===== STORED ROWS =====

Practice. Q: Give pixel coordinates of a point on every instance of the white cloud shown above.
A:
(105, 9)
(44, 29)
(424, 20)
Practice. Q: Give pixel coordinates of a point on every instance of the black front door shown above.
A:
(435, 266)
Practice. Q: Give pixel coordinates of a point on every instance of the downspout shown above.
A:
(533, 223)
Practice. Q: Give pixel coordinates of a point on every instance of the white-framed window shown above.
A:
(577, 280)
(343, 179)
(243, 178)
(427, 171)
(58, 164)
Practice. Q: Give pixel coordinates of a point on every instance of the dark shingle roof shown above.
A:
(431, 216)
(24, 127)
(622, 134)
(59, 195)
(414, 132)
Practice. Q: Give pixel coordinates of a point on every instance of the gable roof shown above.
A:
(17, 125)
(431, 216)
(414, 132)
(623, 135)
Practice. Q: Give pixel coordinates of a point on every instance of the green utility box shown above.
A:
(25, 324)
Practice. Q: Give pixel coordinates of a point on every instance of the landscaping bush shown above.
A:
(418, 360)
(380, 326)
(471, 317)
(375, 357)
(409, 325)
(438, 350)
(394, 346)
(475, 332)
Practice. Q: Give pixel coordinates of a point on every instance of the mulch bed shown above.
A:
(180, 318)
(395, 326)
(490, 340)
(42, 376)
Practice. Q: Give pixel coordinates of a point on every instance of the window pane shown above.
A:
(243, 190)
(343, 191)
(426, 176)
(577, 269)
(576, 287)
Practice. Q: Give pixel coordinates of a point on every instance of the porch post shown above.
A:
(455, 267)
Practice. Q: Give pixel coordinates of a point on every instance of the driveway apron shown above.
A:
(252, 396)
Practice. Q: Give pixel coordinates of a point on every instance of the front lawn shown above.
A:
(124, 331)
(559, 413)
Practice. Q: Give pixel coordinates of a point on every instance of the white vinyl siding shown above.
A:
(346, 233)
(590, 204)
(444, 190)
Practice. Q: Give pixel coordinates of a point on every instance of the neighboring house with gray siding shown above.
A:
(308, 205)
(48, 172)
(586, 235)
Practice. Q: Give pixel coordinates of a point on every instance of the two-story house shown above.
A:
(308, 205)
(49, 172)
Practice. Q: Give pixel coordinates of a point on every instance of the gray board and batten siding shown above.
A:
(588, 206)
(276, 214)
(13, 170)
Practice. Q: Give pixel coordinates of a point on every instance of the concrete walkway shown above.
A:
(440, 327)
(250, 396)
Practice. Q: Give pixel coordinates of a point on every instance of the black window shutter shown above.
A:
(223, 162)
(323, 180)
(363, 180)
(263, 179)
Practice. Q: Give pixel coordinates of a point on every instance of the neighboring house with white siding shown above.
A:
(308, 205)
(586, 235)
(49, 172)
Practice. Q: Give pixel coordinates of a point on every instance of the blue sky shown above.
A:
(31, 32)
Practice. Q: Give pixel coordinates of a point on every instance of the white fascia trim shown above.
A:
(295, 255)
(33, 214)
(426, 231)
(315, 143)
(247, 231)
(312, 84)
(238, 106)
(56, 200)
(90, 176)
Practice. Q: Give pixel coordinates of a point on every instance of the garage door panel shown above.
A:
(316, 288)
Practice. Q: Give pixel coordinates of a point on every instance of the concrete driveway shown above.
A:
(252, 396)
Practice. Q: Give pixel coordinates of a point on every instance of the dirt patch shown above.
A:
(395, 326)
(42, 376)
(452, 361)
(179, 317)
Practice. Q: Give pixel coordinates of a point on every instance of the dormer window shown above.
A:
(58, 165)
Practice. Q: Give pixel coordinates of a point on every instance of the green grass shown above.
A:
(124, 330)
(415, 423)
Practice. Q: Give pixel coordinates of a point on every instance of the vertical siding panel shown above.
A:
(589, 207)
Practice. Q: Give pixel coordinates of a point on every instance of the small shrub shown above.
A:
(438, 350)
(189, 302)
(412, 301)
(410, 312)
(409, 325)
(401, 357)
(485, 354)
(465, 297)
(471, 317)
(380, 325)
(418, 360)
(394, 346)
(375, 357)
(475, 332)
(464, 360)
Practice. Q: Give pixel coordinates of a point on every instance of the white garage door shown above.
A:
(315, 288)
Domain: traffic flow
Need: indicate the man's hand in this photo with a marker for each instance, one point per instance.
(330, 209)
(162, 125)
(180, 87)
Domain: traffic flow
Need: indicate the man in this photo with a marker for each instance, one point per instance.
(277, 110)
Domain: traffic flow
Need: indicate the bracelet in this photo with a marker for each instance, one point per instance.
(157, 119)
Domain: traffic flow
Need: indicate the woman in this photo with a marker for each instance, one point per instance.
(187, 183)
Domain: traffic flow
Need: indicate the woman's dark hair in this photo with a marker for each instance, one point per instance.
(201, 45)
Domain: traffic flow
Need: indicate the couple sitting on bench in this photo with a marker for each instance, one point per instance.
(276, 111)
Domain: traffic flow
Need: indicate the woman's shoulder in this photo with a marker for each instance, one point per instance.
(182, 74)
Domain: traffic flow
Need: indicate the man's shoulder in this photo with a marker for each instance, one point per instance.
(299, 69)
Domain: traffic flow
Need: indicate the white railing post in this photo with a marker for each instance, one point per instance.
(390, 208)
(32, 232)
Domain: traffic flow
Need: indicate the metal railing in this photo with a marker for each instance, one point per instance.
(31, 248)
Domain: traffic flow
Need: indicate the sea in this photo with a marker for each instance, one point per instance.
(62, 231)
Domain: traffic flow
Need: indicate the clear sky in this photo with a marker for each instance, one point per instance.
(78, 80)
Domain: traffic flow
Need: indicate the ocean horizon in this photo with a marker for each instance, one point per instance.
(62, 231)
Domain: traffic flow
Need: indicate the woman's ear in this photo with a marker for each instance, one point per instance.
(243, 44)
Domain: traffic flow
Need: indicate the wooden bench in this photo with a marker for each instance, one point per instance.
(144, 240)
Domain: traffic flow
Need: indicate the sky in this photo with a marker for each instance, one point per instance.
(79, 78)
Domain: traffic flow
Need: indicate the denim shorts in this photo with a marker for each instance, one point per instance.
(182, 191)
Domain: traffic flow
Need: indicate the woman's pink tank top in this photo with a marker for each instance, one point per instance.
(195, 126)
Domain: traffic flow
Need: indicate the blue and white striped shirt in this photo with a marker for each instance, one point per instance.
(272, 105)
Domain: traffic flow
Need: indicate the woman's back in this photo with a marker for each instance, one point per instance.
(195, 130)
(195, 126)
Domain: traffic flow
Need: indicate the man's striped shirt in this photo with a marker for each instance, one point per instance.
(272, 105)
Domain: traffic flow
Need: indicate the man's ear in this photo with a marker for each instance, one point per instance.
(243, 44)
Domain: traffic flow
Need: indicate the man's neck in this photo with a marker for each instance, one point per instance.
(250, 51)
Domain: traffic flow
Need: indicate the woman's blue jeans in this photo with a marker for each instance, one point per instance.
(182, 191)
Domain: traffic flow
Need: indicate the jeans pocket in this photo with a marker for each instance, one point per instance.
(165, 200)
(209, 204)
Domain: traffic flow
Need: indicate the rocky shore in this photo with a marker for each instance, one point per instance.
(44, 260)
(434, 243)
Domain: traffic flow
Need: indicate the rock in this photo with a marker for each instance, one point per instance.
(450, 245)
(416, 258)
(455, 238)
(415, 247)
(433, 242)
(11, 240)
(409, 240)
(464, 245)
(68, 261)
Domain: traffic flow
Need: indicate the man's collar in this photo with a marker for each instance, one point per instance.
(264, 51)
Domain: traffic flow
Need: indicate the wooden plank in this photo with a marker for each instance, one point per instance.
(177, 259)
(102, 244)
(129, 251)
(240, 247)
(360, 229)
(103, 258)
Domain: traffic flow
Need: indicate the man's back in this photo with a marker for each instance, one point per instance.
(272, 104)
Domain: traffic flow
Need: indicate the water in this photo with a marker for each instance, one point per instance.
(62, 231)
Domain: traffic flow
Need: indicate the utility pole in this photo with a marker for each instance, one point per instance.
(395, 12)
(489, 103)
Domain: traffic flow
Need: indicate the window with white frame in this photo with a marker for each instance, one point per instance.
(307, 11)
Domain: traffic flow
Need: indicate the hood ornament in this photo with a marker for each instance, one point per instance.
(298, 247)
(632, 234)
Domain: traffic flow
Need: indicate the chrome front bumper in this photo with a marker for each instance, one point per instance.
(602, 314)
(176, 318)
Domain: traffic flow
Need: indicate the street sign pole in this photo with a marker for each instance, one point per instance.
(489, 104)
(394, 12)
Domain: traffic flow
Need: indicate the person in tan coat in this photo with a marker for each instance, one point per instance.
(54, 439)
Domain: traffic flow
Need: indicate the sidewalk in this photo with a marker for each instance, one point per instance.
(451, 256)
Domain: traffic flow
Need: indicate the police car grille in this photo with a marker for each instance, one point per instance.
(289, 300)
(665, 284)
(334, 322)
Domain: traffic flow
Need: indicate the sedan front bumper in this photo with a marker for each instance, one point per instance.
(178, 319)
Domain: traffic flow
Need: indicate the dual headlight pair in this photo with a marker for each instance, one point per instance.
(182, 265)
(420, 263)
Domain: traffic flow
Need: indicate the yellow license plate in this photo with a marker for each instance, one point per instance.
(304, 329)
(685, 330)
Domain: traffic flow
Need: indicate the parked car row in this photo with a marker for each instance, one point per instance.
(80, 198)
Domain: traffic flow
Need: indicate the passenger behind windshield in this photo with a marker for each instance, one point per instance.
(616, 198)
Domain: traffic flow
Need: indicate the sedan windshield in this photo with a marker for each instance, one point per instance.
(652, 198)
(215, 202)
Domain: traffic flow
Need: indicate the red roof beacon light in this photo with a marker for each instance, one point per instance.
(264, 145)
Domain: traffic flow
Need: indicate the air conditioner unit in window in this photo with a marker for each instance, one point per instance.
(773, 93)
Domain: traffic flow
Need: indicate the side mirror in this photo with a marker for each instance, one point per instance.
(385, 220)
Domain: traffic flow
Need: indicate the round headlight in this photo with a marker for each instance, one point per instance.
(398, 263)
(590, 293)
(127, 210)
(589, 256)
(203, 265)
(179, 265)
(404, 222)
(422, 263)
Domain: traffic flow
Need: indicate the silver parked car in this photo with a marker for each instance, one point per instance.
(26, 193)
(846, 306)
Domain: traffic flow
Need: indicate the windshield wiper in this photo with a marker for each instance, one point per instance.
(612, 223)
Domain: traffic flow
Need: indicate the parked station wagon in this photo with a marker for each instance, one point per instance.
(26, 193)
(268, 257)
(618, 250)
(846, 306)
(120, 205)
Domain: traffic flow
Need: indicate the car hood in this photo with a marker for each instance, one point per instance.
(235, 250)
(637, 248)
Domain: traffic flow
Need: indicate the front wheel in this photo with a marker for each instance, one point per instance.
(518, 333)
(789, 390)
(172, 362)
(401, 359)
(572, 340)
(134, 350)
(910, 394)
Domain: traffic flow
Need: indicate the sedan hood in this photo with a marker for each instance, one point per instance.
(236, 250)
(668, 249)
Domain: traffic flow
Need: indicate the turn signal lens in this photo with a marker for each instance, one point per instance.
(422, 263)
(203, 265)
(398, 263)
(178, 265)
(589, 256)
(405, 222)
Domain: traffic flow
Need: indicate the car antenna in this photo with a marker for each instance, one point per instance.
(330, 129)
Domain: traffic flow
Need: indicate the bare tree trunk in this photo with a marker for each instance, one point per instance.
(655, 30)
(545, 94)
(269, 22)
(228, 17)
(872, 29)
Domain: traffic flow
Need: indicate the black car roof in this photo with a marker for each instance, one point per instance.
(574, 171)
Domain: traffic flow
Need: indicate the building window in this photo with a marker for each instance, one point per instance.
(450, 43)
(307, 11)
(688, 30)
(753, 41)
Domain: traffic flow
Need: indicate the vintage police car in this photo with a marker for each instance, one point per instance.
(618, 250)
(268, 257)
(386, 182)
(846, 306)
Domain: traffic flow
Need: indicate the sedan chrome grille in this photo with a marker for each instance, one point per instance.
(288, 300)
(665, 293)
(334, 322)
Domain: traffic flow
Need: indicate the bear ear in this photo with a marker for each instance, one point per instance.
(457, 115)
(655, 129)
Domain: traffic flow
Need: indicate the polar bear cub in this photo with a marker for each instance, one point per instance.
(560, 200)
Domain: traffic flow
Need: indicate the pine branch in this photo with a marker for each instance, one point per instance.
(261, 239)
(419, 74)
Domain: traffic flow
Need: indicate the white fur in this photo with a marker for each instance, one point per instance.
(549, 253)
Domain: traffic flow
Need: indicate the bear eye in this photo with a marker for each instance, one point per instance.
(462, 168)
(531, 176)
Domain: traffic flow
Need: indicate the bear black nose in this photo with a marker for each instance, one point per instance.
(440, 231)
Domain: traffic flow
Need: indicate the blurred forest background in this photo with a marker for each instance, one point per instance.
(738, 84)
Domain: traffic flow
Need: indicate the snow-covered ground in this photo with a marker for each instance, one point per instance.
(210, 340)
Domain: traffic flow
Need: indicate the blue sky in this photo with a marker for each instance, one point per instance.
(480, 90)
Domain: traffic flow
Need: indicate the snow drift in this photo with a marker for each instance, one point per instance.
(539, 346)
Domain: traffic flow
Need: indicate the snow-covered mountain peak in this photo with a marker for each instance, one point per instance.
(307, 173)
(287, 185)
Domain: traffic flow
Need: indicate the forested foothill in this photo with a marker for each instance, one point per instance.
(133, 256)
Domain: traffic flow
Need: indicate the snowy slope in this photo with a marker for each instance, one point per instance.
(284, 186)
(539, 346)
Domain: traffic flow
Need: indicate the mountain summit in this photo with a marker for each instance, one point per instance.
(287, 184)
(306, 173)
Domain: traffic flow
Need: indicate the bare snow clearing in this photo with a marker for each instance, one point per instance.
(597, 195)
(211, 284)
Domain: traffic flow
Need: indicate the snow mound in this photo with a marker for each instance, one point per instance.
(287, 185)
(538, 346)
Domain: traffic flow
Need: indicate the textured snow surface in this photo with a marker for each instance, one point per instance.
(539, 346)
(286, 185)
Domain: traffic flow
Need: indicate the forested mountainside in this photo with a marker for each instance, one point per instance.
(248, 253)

=====

WHAT IS NEEDED. Which lines in the items above contain the word "wooden"? List every one of them in full.

WRITTEN ANSWER.
Need: indicate the wooden bench in this photo with a marker for each instance, one point per instance.
Need: indicate the wooden plank in this photo with a marker for each instance, one point per instance.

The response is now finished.